## [WHAT THIS TASK INVOLVES]
Take the line that has "Give bounding boxes for wrist." in it and every line after it to the end of the entries, and reproduce them exactly.

___ RECORD SET ___

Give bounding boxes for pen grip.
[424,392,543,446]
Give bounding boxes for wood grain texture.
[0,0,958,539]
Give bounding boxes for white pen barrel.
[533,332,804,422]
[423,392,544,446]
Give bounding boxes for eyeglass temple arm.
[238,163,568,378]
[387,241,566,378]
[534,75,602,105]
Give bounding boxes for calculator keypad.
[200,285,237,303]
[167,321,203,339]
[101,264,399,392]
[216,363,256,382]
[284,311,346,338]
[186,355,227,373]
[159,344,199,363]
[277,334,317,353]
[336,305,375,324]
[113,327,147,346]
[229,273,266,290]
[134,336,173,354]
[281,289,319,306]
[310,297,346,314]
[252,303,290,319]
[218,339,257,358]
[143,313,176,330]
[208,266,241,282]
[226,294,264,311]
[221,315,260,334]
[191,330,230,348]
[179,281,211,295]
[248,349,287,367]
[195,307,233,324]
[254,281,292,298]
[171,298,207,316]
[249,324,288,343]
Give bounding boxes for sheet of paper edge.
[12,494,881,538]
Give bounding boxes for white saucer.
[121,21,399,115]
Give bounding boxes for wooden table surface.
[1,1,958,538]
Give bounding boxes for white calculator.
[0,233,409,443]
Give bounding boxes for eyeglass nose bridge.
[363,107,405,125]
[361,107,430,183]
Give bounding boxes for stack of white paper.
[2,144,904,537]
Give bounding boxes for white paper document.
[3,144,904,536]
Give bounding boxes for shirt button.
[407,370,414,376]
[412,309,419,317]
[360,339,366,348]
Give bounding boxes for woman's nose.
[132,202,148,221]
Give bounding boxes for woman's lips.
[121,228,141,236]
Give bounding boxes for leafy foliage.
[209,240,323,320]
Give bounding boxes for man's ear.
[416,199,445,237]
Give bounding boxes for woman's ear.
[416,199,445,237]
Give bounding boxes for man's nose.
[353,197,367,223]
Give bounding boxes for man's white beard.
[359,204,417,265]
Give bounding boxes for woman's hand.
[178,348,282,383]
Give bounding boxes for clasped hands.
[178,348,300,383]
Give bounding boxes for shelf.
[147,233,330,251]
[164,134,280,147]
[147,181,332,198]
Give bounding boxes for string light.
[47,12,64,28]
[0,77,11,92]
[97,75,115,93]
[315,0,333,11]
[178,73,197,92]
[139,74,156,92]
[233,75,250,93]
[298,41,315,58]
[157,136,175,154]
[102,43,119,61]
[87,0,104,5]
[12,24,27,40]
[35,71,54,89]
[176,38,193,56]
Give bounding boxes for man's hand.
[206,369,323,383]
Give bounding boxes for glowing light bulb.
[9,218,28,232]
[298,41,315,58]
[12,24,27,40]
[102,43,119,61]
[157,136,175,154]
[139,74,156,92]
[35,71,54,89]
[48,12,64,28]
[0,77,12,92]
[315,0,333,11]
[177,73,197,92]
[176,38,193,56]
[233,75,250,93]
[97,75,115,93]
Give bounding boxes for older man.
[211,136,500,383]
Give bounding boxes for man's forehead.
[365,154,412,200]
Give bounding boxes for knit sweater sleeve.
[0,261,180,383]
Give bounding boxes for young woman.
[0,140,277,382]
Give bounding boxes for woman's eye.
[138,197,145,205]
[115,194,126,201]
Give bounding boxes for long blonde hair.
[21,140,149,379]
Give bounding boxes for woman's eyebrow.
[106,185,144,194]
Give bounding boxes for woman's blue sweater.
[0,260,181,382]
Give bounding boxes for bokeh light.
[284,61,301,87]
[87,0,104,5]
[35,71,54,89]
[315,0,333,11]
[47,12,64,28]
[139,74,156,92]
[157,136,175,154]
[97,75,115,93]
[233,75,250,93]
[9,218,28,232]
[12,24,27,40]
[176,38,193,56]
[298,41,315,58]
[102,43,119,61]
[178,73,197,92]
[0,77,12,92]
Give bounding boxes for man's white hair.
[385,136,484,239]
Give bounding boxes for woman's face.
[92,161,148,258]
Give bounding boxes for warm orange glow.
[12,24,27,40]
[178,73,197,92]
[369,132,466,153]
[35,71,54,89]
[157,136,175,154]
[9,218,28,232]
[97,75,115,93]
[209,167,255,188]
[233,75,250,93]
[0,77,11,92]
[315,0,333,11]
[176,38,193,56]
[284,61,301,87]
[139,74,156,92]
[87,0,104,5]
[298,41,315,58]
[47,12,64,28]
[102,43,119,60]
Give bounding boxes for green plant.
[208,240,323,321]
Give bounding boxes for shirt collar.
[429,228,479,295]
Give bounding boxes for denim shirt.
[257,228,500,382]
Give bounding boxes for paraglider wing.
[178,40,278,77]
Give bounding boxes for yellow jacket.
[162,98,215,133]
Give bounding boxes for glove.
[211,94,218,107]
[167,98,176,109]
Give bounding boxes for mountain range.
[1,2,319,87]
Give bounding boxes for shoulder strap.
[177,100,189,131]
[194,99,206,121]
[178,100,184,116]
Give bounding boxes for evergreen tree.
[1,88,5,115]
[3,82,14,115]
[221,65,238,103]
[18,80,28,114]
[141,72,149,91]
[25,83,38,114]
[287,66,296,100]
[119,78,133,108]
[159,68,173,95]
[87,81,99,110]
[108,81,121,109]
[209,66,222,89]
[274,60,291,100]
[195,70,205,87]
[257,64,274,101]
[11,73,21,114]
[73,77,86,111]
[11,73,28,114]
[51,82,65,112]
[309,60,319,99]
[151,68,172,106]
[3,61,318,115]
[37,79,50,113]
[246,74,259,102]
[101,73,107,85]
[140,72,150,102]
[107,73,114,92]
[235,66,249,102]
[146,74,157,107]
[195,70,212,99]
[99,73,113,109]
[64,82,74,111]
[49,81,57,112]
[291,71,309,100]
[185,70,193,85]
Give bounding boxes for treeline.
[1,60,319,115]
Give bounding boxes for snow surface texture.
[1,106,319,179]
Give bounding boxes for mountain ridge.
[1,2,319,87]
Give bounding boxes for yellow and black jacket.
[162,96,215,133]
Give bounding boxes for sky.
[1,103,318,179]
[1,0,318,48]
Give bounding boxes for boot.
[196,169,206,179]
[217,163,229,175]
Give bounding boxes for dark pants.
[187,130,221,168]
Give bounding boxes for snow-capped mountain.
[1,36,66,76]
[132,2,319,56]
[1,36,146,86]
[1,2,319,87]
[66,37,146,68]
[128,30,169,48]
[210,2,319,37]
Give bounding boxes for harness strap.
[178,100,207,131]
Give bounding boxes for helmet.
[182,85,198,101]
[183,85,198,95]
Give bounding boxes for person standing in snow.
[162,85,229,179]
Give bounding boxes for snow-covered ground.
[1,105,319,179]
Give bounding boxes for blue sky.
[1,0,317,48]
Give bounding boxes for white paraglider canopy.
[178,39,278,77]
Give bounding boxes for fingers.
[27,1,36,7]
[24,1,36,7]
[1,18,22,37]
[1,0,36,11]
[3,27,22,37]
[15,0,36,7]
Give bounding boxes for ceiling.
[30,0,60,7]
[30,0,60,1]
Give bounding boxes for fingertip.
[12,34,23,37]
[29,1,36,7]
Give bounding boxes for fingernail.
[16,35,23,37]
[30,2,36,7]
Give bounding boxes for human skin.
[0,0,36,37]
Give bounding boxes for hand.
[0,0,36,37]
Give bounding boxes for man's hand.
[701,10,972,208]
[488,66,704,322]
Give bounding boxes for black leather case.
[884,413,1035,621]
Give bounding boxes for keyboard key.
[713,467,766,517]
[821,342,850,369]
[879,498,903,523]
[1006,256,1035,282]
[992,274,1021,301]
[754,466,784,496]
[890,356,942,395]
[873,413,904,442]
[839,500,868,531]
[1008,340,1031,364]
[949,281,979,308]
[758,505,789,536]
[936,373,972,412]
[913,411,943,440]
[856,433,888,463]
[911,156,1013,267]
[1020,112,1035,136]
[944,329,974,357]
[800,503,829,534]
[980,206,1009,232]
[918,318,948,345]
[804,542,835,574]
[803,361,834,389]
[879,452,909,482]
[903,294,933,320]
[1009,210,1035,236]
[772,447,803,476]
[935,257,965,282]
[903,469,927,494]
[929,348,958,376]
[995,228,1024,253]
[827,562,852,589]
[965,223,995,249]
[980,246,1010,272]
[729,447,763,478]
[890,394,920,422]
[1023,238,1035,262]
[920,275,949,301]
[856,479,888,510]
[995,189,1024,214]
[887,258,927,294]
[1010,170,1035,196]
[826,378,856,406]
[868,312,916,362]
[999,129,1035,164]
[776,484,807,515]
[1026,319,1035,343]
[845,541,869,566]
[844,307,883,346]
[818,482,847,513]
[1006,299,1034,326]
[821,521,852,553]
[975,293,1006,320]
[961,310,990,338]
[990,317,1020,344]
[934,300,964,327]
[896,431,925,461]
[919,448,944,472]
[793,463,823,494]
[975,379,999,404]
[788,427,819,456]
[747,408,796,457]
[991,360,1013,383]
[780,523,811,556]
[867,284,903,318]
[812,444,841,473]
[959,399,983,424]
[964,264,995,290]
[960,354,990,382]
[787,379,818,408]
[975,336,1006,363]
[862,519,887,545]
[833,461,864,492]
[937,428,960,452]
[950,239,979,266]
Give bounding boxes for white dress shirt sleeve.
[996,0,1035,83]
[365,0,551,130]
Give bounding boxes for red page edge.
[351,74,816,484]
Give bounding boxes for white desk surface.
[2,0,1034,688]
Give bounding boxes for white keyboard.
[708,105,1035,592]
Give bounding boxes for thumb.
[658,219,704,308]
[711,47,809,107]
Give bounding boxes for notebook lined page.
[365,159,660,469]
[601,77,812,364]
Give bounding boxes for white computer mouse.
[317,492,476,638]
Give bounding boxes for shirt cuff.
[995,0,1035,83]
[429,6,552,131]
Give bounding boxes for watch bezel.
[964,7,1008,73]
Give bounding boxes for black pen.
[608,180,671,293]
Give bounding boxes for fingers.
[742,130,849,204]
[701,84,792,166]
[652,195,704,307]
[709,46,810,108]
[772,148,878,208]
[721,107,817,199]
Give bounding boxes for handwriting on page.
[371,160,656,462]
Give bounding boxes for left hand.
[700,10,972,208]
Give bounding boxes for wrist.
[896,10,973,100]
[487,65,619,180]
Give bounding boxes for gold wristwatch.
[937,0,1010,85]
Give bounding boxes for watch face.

___

## [SOLUTION FOR THIS EXERCISE]
Give bounding boxes for wrist.
[896,10,973,100]
[487,65,619,180]
Give bounding boxes for gold wristwatch.
[937,0,1010,85]
Give bounding boxes for watch face.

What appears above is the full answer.